**WRITTEN PROBLEM**:
Make an exact copy of all the material below, apart from the pictures.
━━━━━ THE DATA
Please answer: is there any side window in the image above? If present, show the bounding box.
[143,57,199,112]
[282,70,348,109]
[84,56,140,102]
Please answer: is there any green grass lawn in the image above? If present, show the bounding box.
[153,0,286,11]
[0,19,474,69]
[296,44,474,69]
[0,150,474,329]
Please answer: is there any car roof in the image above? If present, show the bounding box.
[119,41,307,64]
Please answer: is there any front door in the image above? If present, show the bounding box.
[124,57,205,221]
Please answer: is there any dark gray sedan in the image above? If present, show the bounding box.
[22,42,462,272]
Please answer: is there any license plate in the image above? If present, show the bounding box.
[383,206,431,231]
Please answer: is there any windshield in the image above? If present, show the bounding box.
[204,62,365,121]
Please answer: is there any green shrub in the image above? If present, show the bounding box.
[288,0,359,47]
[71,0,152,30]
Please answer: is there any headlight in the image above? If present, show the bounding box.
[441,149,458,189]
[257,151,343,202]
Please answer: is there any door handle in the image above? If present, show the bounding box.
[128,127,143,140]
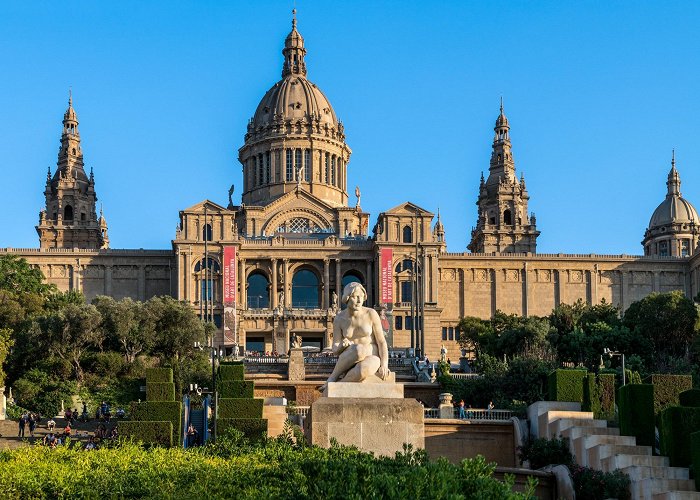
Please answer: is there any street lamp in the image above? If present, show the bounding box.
[603,347,627,385]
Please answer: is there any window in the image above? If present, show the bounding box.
[285,149,294,182]
[247,272,270,309]
[202,224,211,241]
[292,269,321,309]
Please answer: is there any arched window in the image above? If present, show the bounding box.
[292,269,321,309]
[202,224,211,241]
[247,271,270,309]
[503,209,513,226]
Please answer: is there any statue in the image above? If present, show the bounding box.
[323,282,390,389]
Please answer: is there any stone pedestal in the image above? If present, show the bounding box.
[309,392,425,457]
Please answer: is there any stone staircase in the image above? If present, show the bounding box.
[529,403,700,500]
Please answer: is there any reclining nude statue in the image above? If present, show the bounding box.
[322,282,389,390]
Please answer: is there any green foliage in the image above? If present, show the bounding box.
[569,465,631,500]
[678,389,700,408]
[549,370,588,403]
[146,368,173,384]
[618,384,655,446]
[219,361,245,381]
[216,418,267,441]
[118,421,173,447]
[0,437,534,500]
[659,406,700,467]
[146,382,175,401]
[216,380,254,398]
[518,438,574,469]
[645,373,693,415]
[218,398,263,419]
[131,401,182,445]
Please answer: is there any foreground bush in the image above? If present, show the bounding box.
[0,432,533,499]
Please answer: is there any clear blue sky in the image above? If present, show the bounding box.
[0,0,700,254]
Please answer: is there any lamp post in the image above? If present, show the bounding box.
[603,347,627,385]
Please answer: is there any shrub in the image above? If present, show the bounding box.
[570,465,630,500]
[117,421,173,447]
[218,398,263,419]
[549,370,587,403]
[131,401,182,445]
[659,406,700,467]
[216,418,267,441]
[618,384,656,446]
[645,373,693,415]
[678,389,700,408]
[146,382,175,401]
[146,368,173,384]
[518,438,574,469]
[216,380,254,398]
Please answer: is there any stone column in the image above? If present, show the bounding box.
[321,259,330,309]
[270,259,277,309]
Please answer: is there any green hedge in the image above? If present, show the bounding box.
[216,380,255,398]
[146,382,175,401]
[690,432,700,491]
[644,373,693,415]
[548,370,588,403]
[678,389,700,408]
[617,384,655,446]
[216,418,267,441]
[219,361,245,380]
[219,398,263,418]
[117,420,173,447]
[659,406,700,467]
[146,368,173,384]
[131,401,182,445]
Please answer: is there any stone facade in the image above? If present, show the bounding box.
[0,11,700,361]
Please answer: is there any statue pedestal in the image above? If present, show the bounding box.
[307,382,425,457]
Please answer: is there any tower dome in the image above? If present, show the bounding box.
[642,152,699,257]
[238,10,351,206]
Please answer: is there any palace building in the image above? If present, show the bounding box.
[5,12,700,359]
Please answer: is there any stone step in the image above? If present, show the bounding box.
[588,444,652,470]
[600,455,669,472]
[549,418,608,438]
[569,434,637,466]
[622,465,690,481]
[630,478,695,500]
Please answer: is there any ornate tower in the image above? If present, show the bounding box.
[642,151,700,257]
[468,104,540,253]
[36,96,109,248]
[238,11,351,207]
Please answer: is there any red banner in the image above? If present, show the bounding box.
[379,248,394,304]
[224,247,238,305]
━━━━━━━━━━
**SOLUTION BELOW**:
Please answer: is there any side window in the image above? If present, show the bounding box.
[143,57,199,112]
[282,70,348,109]
[84,56,140,102]
Please answer: is there any green grass lawn in the image above? If present, show the bounding box.
[153,0,286,11]
[0,19,474,69]
[296,44,474,69]
[0,150,474,329]
Please answer: is there any car roof in the image above? If present, show the bounding box.
[119,41,307,64]
Please answer: is there any front door in the image above? If present, show the bounding box.
[124,57,205,221]
Please answer: is there any dark gray sedan in the image above? If present, show the bounding box.
[22,42,462,272]
Please answer: is there any license plate in the image above? If present, show the bounding box.
[383,206,431,231]
Please answer: is there any windshield in the image above? If present, show the bounding box.
[204,62,365,121]
Please answer: is there any green shrub in the image above? If present, show the bounding box.
[288,0,359,47]
[71,0,152,30]
Please answer: is there any headlight in the image above? If present, show the bounding box.
[441,149,458,189]
[257,151,343,202]
Please answer: is there any door handle in the image above? If present, show the bounding box.
[128,127,143,140]
Please answer: is there any street lamp in the image above? If present, show the bounding box.
[603,347,627,385]
Please answer: is there any window in the image above? If present, show the bounding box.
[285,149,294,182]
[247,272,270,309]
[202,224,211,241]
[292,269,321,309]
Please answer: is there any arched window in the image above? If present, show the bounding box.
[292,269,321,309]
[202,224,211,241]
[247,271,270,309]
[503,209,513,226]
Please answer: is there any statue in the image above? If present, show the bounding box.
[323,282,390,389]
Please answer: is there any stone pedestal in the image above? If present, show the bounding box.
[309,392,425,457]
Please answer: is there any stone staircase in the image above? If present, show the bounding box.
[529,403,700,500]
Please answer: is there any reclining nude statue in the image above? If present, show the bounding box.
[322,282,389,390]
Please answer: is there any green foliage in the image above? If present, show the bounding box.
[569,465,631,500]
[678,389,700,408]
[549,370,588,403]
[146,368,173,384]
[618,384,655,446]
[219,361,245,381]
[216,418,267,441]
[118,421,173,447]
[0,437,534,500]
[659,406,700,467]
[146,382,175,401]
[216,380,254,398]
[518,438,574,469]
[645,373,693,415]
[218,398,263,419]
[131,401,182,445]
Please answer: is there any foreground bush in the image above? If present, show the bounding box.
[0,432,533,499]
Please answer: is there any clear blue sky in the image above? If present, show the bounding box.
[0,0,700,254]
Please answer: is there any lamp post in the image above? If present, show the bounding box.
[603,347,627,385]
Please answer: is there any shrub in the image above? If present, show the bounding box.
[570,465,630,500]
[117,421,173,447]
[218,398,263,419]
[549,370,587,403]
[131,401,182,445]
[659,406,700,467]
[216,418,267,441]
[618,384,656,446]
[645,373,693,415]
[678,389,700,408]
[146,382,175,401]
[146,368,173,384]
[518,438,574,469]
[216,380,254,398]
Please answer: is there any stone column in the image above? If present, show the bounding box.
[321,259,330,309]
[270,259,277,309]
Please answer: is there any green hedge in the image above? If present, show the bounding box.
[216,380,255,398]
[146,382,175,401]
[690,432,700,491]
[644,373,693,415]
[548,370,588,403]
[678,389,700,408]
[617,384,655,446]
[216,418,267,441]
[219,361,245,380]
[219,398,263,418]
[117,420,173,447]
[659,406,700,467]
[146,368,173,384]
[131,401,182,445]
Please answer: is there any stone facade in the image above? If present, show the bounding box.
[0,11,700,361]
Please answer: is there any statue pedestal in the image above? If present, show the bounding box.
[307,382,425,457]
Please answer: is there any tower dome in the image above? If present, show the bounding box.
[642,152,699,257]
[238,10,351,206]
Please answer: is there any palace building in the image above? If present, show the bounding box.
[5,12,700,359]
Please answer: is there any stone step in the image above? If present, show the bounding box.
[588,444,652,470]
[600,455,669,472]
[549,418,608,438]
[569,434,637,466]
[622,465,690,481]
[630,478,695,500]
Please answer: is there any ornate tower in the image above? If present, show the bounding box.
[642,151,700,257]
[468,104,540,253]
[36,96,109,248]
[238,11,351,207]
Please answer: is there any red banner in the image above? If present, show the bounding box.
[379,248,394,304]
[224,247,238,305]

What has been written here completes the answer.